▶ [Instruction]:
Recast the items from the line with "black hoodie => bbox" to the line with "(481, 129), (688, 238)", both included, as a JSON list of strings with one string per line and blank lines left out.

▶ [Given data]:
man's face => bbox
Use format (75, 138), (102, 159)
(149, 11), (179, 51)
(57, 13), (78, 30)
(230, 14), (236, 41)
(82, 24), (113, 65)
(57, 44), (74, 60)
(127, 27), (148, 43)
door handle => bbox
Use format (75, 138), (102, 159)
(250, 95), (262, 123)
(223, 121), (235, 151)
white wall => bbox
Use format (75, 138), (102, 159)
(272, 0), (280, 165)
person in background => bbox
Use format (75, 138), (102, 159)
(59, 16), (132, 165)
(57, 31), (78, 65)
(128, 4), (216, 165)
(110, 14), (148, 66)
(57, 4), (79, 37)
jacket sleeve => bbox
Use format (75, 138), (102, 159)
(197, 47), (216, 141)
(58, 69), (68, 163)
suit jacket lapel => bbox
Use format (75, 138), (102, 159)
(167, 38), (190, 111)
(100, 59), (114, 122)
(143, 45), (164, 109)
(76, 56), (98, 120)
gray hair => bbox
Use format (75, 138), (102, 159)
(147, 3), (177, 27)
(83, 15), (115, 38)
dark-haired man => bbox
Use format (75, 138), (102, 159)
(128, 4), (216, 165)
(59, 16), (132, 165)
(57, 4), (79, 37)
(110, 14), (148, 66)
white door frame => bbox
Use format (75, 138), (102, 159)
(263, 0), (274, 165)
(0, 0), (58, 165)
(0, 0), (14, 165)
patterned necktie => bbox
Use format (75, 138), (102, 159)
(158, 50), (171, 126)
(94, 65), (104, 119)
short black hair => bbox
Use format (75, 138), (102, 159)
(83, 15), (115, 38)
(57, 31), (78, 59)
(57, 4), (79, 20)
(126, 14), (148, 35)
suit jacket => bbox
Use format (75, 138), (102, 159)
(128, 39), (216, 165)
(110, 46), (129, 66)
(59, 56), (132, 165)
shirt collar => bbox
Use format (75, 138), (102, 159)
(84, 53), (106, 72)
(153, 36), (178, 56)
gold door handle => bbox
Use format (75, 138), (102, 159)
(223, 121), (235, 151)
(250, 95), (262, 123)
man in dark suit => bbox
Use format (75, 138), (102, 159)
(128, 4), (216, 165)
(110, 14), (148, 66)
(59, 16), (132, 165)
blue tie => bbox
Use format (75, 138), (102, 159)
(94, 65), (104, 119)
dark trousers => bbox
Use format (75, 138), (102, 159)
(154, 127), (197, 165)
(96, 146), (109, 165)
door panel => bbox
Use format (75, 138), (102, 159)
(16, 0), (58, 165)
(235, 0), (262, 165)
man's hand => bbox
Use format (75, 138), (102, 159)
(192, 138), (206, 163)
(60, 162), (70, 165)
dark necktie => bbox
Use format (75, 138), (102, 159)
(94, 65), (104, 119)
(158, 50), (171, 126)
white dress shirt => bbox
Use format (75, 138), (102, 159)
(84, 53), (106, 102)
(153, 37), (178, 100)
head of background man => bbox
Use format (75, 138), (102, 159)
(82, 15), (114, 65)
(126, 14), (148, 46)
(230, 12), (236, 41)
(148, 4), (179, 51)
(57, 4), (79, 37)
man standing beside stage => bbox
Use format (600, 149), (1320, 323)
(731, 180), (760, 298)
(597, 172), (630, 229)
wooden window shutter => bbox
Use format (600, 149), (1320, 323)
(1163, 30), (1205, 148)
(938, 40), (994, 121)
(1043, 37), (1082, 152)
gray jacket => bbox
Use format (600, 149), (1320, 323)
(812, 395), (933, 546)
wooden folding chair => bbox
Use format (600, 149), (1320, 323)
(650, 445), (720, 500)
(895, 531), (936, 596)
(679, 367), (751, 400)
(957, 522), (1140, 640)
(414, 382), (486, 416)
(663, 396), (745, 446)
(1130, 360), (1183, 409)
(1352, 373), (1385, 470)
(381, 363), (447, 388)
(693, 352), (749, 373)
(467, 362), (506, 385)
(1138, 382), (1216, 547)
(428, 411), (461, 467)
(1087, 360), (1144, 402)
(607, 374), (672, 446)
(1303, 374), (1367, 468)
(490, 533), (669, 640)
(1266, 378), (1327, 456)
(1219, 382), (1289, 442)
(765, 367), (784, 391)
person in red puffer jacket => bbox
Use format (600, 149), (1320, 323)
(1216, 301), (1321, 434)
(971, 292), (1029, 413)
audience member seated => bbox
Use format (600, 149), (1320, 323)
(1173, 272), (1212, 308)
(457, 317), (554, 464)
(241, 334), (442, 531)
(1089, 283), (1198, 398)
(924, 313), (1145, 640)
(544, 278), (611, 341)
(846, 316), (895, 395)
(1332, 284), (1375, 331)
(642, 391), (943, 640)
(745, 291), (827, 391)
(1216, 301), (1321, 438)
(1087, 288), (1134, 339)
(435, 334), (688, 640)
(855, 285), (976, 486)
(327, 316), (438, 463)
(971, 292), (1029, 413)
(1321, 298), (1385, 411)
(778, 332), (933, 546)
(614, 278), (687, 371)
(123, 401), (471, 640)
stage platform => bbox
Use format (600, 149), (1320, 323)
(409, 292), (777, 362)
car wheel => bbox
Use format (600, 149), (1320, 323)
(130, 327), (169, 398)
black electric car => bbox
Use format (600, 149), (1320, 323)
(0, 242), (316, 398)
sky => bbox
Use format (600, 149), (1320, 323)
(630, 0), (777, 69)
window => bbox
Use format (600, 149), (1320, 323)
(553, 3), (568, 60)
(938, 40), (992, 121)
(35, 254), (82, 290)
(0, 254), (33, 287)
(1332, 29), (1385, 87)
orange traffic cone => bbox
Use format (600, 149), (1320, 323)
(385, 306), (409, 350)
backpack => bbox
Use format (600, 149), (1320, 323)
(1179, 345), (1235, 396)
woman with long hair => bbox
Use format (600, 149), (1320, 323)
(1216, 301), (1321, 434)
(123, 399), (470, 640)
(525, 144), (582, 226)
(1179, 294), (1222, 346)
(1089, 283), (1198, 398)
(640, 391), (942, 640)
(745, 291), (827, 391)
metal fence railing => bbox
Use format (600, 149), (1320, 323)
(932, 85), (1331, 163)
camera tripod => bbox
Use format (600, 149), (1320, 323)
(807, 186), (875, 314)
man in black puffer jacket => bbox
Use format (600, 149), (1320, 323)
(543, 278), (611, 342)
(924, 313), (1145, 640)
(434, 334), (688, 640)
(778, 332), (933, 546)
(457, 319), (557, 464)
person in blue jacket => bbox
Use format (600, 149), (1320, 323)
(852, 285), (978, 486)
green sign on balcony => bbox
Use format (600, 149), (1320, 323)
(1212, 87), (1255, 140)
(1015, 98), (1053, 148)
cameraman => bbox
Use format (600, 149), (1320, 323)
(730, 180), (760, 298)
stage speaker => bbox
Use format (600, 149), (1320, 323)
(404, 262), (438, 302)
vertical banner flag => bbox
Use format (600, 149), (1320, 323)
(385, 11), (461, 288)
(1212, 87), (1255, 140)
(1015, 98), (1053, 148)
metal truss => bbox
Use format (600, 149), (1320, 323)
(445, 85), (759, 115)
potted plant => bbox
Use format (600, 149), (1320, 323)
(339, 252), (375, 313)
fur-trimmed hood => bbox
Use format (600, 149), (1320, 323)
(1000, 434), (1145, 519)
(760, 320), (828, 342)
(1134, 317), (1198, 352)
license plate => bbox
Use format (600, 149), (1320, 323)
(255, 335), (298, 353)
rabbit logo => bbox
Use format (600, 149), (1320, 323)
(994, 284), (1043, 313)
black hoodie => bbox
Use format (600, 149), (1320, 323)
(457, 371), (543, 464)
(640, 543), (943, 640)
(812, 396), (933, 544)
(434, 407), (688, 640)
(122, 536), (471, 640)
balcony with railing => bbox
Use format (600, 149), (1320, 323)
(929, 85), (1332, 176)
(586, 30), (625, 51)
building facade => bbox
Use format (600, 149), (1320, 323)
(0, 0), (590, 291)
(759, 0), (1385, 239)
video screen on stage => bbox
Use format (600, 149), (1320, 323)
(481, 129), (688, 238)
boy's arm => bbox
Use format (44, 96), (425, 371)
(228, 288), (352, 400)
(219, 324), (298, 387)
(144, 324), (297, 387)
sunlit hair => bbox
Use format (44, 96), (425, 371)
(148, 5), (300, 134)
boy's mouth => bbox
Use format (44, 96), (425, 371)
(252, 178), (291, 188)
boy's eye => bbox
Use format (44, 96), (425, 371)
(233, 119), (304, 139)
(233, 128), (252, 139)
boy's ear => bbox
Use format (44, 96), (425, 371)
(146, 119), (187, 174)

▶ [Exercise output]:
[
  "black hoodie => bbox",
  "Use format (600, 149), (1320, 323)",
  "(457, 371), (543, 464)",
  "(640, 543), (943, 640)",
  "(812, 396), (933, 544)",
  "(434, 407), (688, 640)",
  "(122, 536), (471, 640)",
  "balcony with railing => bbox",
  "Use format (600, 149), (1320, 323)",
  "(929, 85), (1332, 176)",
  "(586, 30), (625, 51)",
  "building facade => bbox",
  "Use format (600, 149), (1320, 323)",
  "(0, 0), (590, 291)",
  "(759, 0), (1385, 239)",
  "video screen on stage => bbox",
  "Use format (600, 149), (1320, 323)",
  "(481, 129), (688, 238)"
]